[Saved entries]
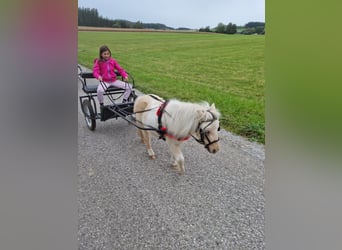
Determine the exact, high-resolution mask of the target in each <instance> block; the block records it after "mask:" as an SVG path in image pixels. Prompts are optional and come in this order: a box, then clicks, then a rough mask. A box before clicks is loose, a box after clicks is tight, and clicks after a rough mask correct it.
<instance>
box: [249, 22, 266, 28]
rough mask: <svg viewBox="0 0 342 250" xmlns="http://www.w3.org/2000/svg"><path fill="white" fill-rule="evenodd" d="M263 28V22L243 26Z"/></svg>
mask: <svg viewBox="0 0 342 250" xmlns="http://www.w3.org/2000/svg"><path fill="white" fill-rule="evenodd" d="M259 26H261V27H265V23H263V22H248V23H246V24H245V27H246V28H256V27H259Z"/></svg>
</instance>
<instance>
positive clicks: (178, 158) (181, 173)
mask: <svg viewBox="0 0 342 250" xmlns="http://www.w3.org/2000/svg"><path fill="white" fill-rule="evenodd" d="M167 141H168V144H169V147H170V153H171V166H172V167H173V168H174V169H175V171H176V172H177V173H179V174H184V172H185V169H184V156H183V153H182V151H181V148H180V145H179V144H175V143H173V142H172V141H170V140H167Z"/></svg>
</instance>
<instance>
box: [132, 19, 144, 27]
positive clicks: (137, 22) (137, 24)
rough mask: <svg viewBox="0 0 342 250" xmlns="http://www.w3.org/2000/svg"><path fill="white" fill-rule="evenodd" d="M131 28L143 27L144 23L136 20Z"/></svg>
mask: <svg viewBox="0 0 342 250" xmlns="http://www.w3.org/2000/svg"><path fill="white" fill-rule="evenodd" d="M133 28H136V29H143V28H144V24H143V23H142V22H140V21H138V22H136V23H135V24H134V25H133Z"/></svg>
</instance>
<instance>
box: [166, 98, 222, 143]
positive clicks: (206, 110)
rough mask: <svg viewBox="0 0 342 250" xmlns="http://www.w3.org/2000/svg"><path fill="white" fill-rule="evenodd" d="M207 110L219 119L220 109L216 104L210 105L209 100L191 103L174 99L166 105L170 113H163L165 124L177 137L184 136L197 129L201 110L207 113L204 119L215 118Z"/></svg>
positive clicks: (166, 109)
mask: <svg viewBox="0 0 342 250" xmlns="http://www.w3.org/2000/svg"><path fill="white" fill-rule="evenodd" d="M207 110H209V111H210V112H212V113H213V114H214V115H215V116H216V118H217V119H219V117H220V113H219V111H218V110H217V109H216V108H215V106H214V105H213V106H210V105H209V103H207V102H200V103H190V102H181V101H179V100H176V99H172V100H170V101H169V103H168V105H167V107H166V112H167V113H168V114H165V115H163V118H164V122H165V124H167V126H168V129H169V132H171V133H173V134H174V135H175V136H177V137H184V136H187V135H189V134H190V133H192V132H194V131H195V130H196V129H197V127H198V123H199V122H200V118H199V117H198V114H199V112H200V111H203V112H204V113H205V117H204V118H202V119H204V120H207V119H212V118H213V117H212V115H211V114H210V113H209V112H206V111H207Z"/></svg>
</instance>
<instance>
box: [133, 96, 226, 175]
mask: <svg viewBox="0 0 342 250" xmlns="http://www.w3.org/2000/svg"><path fill="white" fill-rule="evenodd" d="M134 113H135V118H136V122H137V123H140V124H142V126H143V127H144V129H139V130H138V134H139V136H140V137H141V141H142V142H143V143H145V144H146V146H147V153H148V155H149V156H150V158H151V159H155V154H154V152H153V149H152V147H151V139H150V131H154V132H153V133H155V134H156V133H157V134H159V136H160V138H161V139H164V140H166V142H167V144H168V145H169V148H170V153H171V164H172V167H174V168H175V170H176V172H178V173H179V174H183V173H184V156H183V154H182V151H181V147H180V146H181V144H182V143H183V142H184V141H186V140H187V139H189V138H190V137H191V136H192V137H193V138H194V139H195V140H196V141H197V142H199V143H201V144H203V145H204V147H205V148H206V149H207V150H208V151H209V152H210V153H216V152H217V151H219V149H220V145H219V137H218V131H219V129H220V125H219V117H220V113H219V112H218V111H217V110H216V108H215V105H214V104H212V105H211V106H209V104H208V103H206V102H203V103H196V104H194V103H189V102H181V101H178V100H167V101H165V100H163V99H161V98H160V97H158V96H156V95H143V96H139V97H138V98H137V99H136V100H135V103H134Z"/></svg>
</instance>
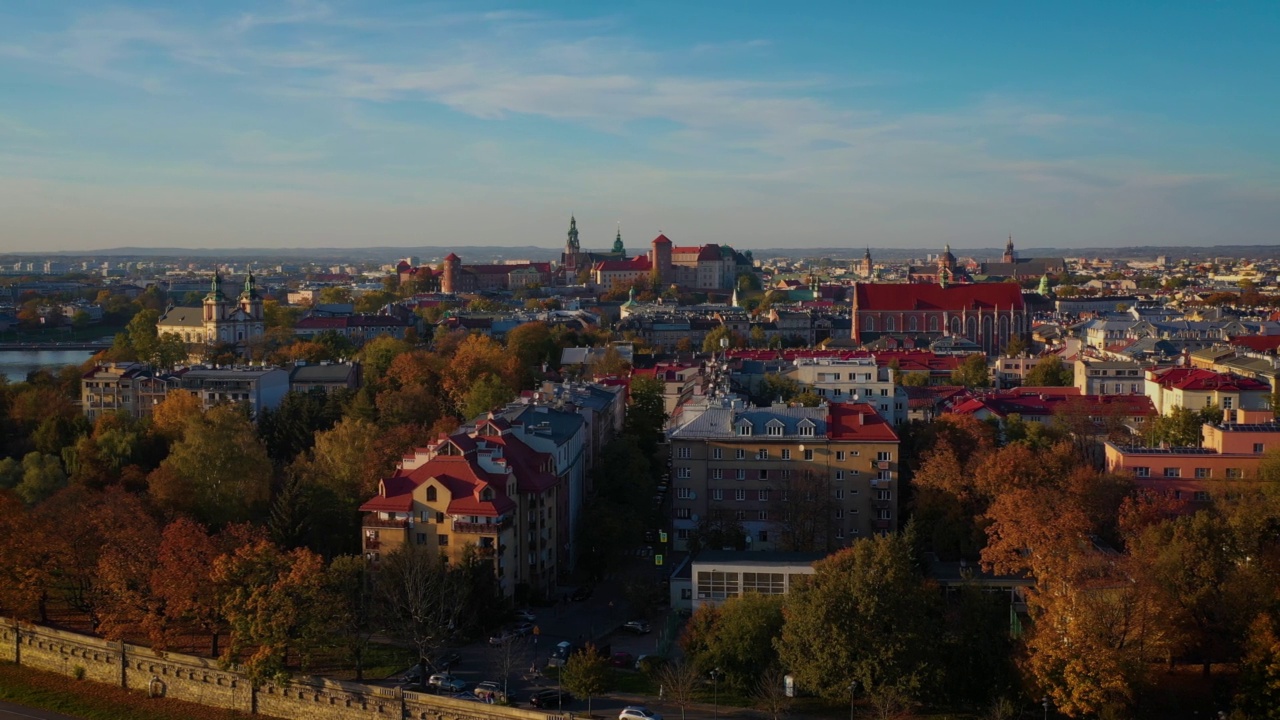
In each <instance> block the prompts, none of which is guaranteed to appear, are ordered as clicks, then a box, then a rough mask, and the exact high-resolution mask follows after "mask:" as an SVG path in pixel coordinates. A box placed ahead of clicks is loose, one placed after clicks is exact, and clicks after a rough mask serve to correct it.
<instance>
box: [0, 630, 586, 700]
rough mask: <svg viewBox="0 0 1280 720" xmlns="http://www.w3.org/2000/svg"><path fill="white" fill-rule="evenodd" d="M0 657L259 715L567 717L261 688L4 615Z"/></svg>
mask: <svg viewBox="0 0 1280 720" xmlns="http://www.w3.org/2000/svg"><path fill="white" fill-rule="evenodd" d="M0 661H9V662H18V664H19V665H24V666H28V667H35V669H37V670H47V671H51V673H58V674H61V675H68V676H77V675H79V676H82V678H83V679H86V680H92V682H97V683H109V684H113V685H119V687H124V688H129V689H133V691H140V692H143V693H150V694H157V696H164V697H172V698H175V700H183V701H187V702H195V703H200V705H209V706H214V707H225V708H232V710H239V711H241V712H246V714H251V715H265V716H271V717H285V719H298V720H302V719H306V720H312V719H314V720H371V719H379V717H385V719H404V717H410V719H415V720H494V719H500V720H562V719H561V716H557V715H548V714H544V712H538V711H530V710H518V708H515V707H502V706H493V705H480V703H476V702H466V701H461V700H453V698H445V697H436V696H431V694H424V693H415V692H404V691H401V689H398V688H384V687H379V685H367V684H364V683H346V682H340V680H330V679H326V678H308V676H300V678H294V679H292V680H289V682H285V683H283V684H278V683H266V684H264V685H262V687H260V688H253V687H252V684H251V683H250V682H248V680H247V679H244V678H243V676H241V675H239V674H238V673H236V671H232V670H223V669H220V667H219V665H218V662H216V661H212V660H207V659H204V657H195V656H191V655H180V653H175V652H157V651H154V650H151V648H147V647H141V646H134V644H128V643H118V642H110V641H104V639H101V638H95V637H91V635H82V634H78V633H69V632H65V630H56V629H52V628H45V626H40V625H29V624H26V623H17V621H14V620H9V619H6V618H0Z"/></svg>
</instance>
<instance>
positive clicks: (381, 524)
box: [361, 515, 413, 528]
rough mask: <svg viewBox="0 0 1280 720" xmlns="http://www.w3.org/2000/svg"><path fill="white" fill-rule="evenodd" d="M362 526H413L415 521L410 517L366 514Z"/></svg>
mask: <svg viewBox="0 0 1280 720" xmlns="http://www.w3.org/2000/svg"><path fill="white" fill-rule="evenodd" d="M361 527H364V528H412V527H413V521H412V520H410V519H408V518H392V519H383V518H379V516H378V515H365V519H364V520H362V521H361Z"/></svg>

● Your goal: Render the records from the line that contains "526H413L415 521L410 517L366" through the end of the records as a two-column CSV with the columns source and result. Give one row per record, with its text under source and its answer under result, each in a single quoted field and with line breaks turned into spaces.

● Solution for this task:
source,result
"rough mask: <svg viewBox=""0 0 1280 720"" xmlns=""http://www.w3.org/2000/svg""><path fill=""white"" fill-rule=""evenodd"" d=""M362 526H413L415 521L410 517L366 514Z""/></svg>","mask: <svg viewBox=""0 0 1280 720"" xmlns=""http://www.w3.org/2000/svg""><path fill=""white"" fill-rule=""evenodd"" d=""M361 527H364V528H412V527H413V521H412V520H410V519H408V518H392V519H383V518H379V516H378V515H365V519H364V520H362V521H361Z""/></svg>"